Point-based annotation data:
+++

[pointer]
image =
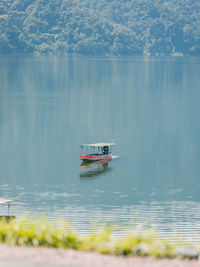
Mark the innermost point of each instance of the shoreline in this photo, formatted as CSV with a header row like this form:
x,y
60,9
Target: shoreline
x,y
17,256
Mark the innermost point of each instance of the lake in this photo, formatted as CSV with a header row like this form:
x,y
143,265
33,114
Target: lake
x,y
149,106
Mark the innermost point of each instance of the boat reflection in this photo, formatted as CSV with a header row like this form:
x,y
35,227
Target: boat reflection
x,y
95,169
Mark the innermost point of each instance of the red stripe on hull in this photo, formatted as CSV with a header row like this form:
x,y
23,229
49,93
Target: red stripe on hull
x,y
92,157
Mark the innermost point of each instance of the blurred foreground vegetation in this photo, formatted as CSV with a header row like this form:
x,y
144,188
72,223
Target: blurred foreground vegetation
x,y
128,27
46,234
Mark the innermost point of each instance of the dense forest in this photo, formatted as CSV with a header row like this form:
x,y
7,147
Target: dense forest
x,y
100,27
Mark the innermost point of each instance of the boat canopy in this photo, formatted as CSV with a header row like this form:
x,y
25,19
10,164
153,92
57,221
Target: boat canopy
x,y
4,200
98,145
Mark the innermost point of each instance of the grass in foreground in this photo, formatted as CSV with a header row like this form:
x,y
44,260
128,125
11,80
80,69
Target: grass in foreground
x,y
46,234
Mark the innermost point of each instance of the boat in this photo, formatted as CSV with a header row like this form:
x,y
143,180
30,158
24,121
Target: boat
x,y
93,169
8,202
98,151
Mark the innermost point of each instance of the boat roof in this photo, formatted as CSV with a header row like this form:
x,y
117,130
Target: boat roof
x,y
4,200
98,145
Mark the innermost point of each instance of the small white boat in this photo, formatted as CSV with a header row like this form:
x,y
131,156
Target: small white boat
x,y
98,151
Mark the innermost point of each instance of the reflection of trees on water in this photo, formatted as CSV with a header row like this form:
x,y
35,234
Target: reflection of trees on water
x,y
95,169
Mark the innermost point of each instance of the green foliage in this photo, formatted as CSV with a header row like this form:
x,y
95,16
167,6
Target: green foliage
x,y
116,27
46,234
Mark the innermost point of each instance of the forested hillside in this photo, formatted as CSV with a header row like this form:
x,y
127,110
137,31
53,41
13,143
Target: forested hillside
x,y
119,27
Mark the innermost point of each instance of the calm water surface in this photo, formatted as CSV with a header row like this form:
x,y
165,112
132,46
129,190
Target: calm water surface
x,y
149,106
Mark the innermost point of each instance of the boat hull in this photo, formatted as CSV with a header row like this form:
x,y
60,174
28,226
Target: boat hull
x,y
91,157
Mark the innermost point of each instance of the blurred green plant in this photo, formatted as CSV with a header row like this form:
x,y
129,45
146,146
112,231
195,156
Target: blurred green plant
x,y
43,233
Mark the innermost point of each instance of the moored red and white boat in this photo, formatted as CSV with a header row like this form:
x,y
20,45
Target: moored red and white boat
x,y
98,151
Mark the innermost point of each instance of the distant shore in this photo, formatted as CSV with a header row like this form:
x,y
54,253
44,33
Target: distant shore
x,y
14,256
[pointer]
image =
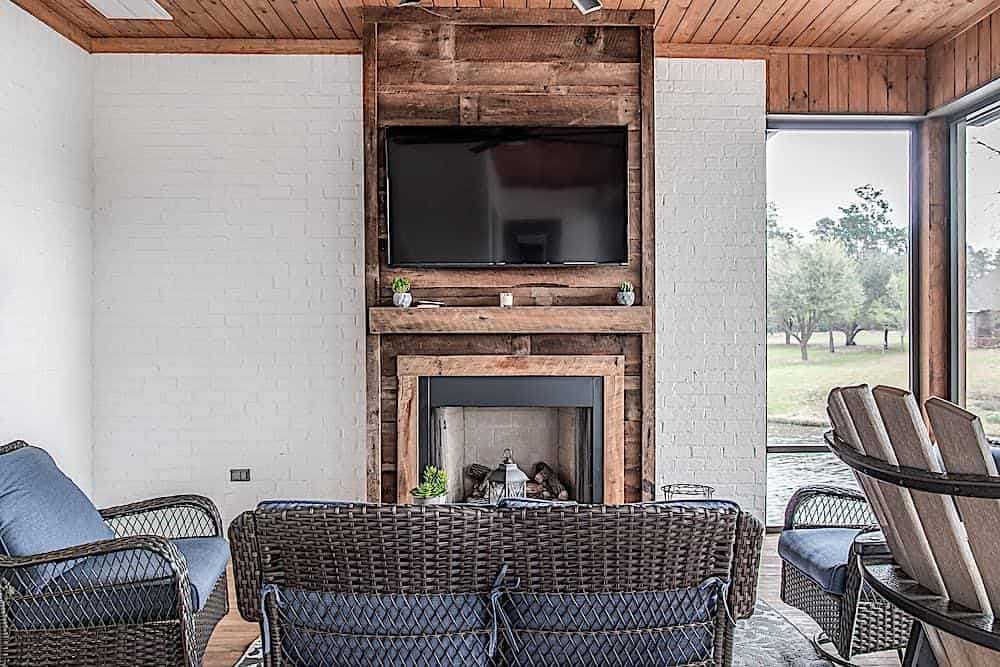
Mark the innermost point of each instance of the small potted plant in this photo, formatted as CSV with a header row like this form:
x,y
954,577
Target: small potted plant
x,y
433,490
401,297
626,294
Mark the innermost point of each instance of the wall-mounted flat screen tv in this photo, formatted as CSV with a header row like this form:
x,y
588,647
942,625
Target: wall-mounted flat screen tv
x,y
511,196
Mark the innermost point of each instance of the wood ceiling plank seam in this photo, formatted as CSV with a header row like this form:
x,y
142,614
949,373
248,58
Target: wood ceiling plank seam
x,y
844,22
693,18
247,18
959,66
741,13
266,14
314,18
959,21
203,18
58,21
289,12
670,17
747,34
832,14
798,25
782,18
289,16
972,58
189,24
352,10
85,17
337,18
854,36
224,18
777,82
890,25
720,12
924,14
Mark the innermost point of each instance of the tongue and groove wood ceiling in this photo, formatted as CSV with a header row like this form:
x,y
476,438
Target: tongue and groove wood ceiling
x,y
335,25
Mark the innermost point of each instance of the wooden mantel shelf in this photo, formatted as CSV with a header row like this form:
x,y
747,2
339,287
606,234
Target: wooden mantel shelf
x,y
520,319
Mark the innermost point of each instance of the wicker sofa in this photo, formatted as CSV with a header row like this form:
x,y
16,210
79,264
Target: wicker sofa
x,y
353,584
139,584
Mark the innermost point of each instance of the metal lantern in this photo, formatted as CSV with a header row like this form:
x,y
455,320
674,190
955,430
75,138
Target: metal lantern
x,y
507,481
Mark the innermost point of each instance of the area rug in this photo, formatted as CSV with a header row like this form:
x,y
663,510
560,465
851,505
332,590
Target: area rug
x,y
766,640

+++

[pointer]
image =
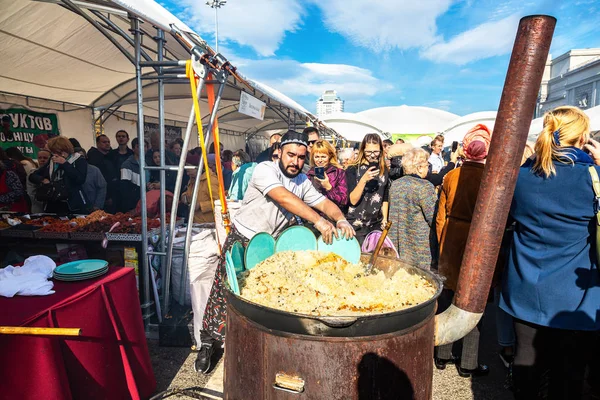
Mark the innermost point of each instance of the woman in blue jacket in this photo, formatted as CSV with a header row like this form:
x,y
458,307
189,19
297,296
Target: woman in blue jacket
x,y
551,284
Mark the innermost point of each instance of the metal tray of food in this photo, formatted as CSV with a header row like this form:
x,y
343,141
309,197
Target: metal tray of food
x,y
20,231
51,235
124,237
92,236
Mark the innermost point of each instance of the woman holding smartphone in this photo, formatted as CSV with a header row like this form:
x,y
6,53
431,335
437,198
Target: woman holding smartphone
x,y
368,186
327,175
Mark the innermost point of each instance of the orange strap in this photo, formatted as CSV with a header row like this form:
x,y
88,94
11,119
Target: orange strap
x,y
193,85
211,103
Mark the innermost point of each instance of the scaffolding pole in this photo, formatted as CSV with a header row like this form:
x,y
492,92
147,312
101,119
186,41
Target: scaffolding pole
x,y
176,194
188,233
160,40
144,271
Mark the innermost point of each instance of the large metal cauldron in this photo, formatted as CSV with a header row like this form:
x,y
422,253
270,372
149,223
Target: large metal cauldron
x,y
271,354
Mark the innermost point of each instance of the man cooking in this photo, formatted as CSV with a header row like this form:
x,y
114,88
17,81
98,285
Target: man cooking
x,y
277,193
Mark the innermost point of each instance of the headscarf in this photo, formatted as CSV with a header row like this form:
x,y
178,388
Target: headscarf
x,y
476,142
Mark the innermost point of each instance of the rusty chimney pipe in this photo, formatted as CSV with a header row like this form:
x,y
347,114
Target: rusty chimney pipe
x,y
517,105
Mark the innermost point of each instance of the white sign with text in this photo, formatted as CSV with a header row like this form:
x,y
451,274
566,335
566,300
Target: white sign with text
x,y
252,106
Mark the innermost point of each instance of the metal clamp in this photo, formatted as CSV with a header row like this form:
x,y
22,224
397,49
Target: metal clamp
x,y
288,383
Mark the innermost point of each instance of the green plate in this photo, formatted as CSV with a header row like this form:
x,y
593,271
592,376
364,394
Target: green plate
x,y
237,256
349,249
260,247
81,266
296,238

+++

GOAL OF THE EXERCISE: Report how many lines of the records above contain the word "cauldron". Give only the number.

PROBLEM SOLUTION: 2